TASK DETAILS:
The records below must be written out exactly, with every picture left behind.
------------------------
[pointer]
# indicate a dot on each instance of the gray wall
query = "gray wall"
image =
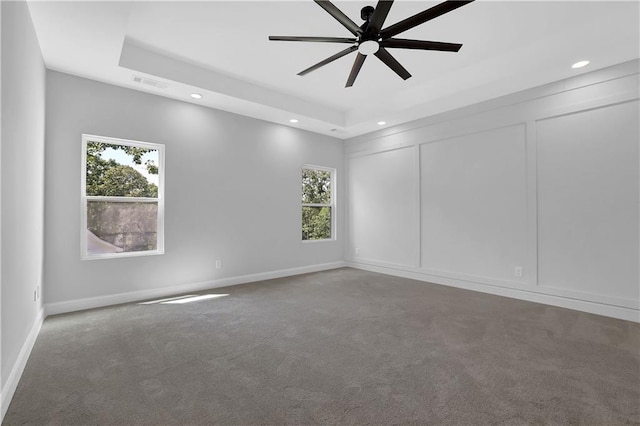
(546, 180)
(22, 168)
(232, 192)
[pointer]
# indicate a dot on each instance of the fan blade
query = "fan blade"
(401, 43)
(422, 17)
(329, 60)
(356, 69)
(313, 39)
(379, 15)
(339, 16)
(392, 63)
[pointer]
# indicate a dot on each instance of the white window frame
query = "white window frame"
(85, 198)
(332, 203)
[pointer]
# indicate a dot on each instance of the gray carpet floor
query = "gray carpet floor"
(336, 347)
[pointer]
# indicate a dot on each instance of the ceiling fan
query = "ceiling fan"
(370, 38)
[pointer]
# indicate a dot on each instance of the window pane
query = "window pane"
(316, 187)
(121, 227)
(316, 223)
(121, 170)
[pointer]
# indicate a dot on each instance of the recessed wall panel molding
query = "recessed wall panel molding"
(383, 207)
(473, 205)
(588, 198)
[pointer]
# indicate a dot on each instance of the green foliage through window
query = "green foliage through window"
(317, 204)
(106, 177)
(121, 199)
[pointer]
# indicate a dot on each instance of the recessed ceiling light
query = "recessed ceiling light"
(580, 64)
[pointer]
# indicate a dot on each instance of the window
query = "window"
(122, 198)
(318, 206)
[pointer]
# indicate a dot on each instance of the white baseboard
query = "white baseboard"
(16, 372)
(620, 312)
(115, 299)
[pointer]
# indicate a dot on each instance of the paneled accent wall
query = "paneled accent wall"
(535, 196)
------------------------
FULL OUTPUT:
[pointer]
# indicate a dot on each instance of the gray wall
query = "gray wall"
image =
(546, 180)
(22, 168)
(232, 192)
[pointer]
# indicate a dot on each instance of the fan blade
query = "fan blade"
(401, 43)
(422, 17)
(329, 60)
(356, 69)
(313, 39)
(379, 15)
(339, 16)
(392, 63)
[pointer]
# indicate a dot on each instance of the white window frame
query = "white window frame"
(85, 198)
(332, 203)
[pointer]
# indicate a dot on each instance of the gray carpet floor
query = "gray carpet floor"
(336, 347)
[pointer]
# indicate a dot on each instance of the ceiling fan
query = "ceiling fan"
(370, 38)
[pointer]
# indicate a dot on each instance of the window pane
query = "window pane"
(316, 187)
(121, 227)
(316, 223)
(121, 170)
[pointer]
# indicate a dot on each instance of the recessed wall panel molding
query = "recessed wall panel molding"
(383, 207)
(473, 205)
(588, 198)
[pointer]
# indicate a dot on each instance of the green foliage through window
query = "green foliage through window"
(317, 204)
(106, 177)
(121, 199)
[pointer]
# indicate a dot on each instance of the recessed ceiling light
query = "recessed ceiling light"
(580, 64)
[pointer]
# indicate a dot on each instance of the window
query = "window"
(122, 198)
(318, 206)
[pointer]
# indicate a dot on each instance of the white baseboard
query = "white baseboard"
(16, 372)
(620, 312)
(115, 299)
[pointer]
# indicate a dot on each instance of the paneled accent wall
query = "paneled accent wall"
(535, 196)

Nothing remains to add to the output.